**TASK BRIEF**
Will you return every line of the data below, word for word?

Records from a point labeling set:
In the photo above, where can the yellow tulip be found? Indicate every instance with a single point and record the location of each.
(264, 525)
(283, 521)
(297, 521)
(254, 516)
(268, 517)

**REPLY**
In the photo above, where can the yellow tulip be found? Indicate every instance with a single point and record the location of each.
(264, 525)
(283, 521)
(297, 521)
(254, 516)
(268, 517)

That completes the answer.